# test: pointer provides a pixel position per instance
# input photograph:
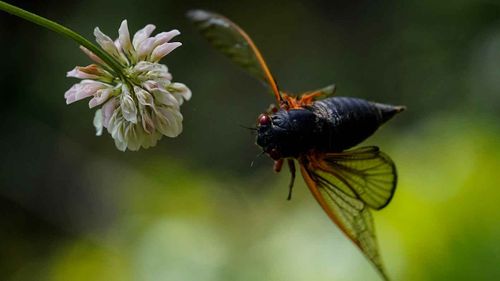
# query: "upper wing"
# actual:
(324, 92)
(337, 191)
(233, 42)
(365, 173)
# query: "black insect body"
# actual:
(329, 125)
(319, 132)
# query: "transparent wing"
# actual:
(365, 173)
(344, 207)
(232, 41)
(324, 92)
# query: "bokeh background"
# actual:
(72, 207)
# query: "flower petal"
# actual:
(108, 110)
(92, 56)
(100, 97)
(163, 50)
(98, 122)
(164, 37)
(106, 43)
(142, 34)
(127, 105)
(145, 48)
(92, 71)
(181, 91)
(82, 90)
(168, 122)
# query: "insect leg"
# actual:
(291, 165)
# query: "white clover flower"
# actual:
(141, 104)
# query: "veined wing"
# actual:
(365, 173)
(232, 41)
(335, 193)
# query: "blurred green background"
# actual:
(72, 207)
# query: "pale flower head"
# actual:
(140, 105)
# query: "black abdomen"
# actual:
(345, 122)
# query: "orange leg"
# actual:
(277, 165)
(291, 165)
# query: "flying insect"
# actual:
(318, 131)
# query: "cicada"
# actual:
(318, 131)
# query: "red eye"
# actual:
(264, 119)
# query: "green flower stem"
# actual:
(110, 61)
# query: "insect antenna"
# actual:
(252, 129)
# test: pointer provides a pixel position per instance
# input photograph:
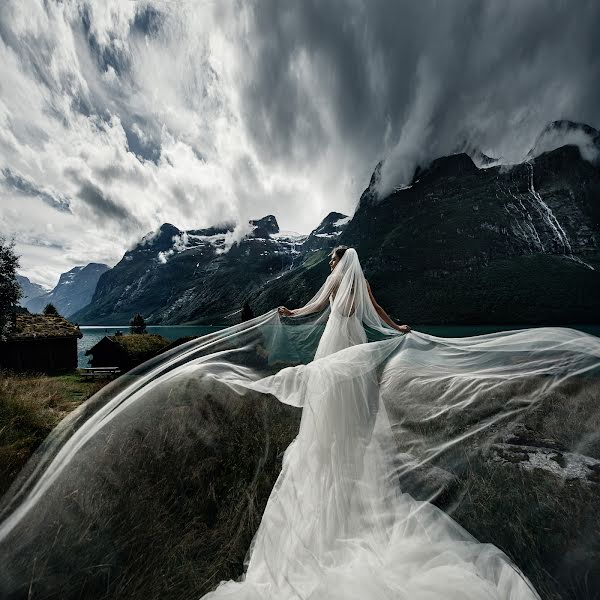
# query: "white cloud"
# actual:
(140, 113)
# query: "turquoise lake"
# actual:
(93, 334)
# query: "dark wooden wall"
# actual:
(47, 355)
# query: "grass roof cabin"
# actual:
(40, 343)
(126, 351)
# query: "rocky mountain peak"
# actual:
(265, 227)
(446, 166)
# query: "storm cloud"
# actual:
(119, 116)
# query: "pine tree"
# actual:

────────────────────

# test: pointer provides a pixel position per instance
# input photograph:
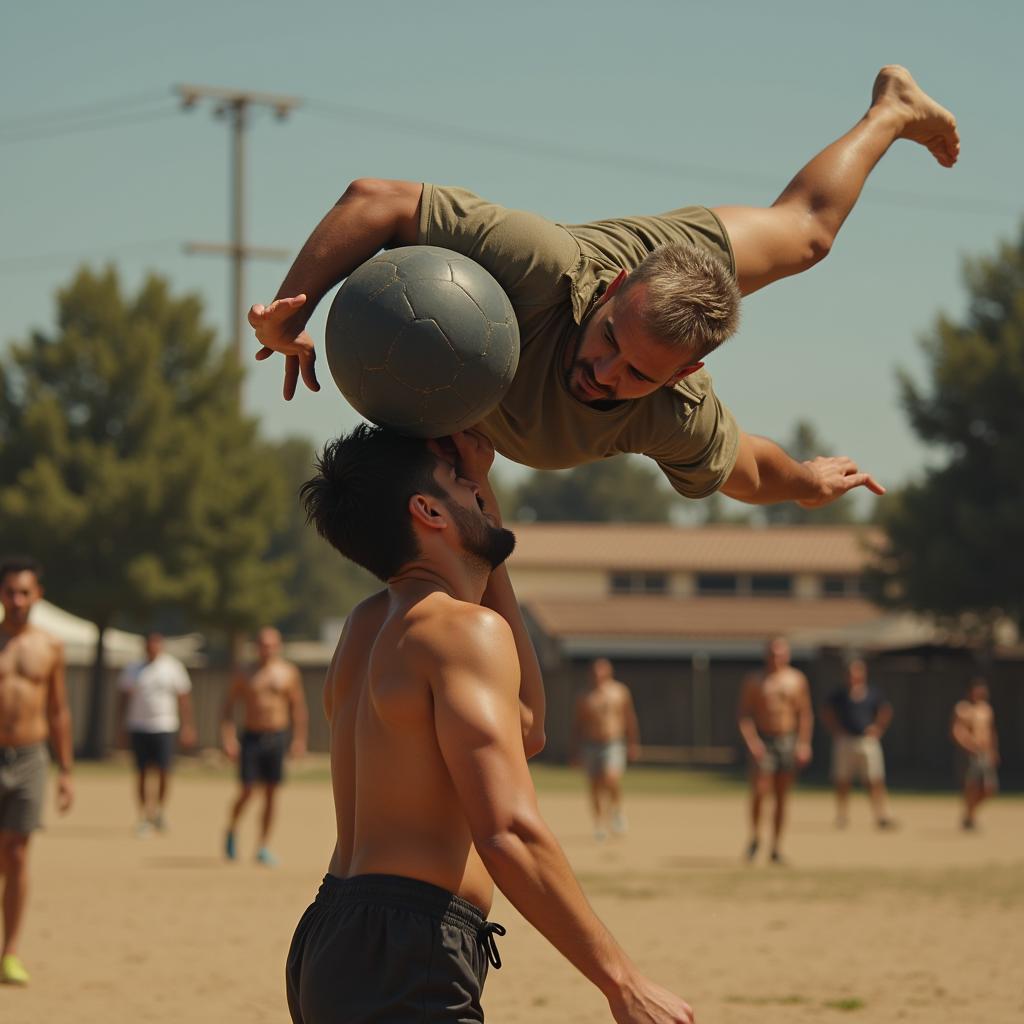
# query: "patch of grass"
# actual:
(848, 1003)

────────────────────

EXERCISE PROMPT: State the number of lines above that hold the word "white", and say nothing else.

RESULT OF THE TASK: 2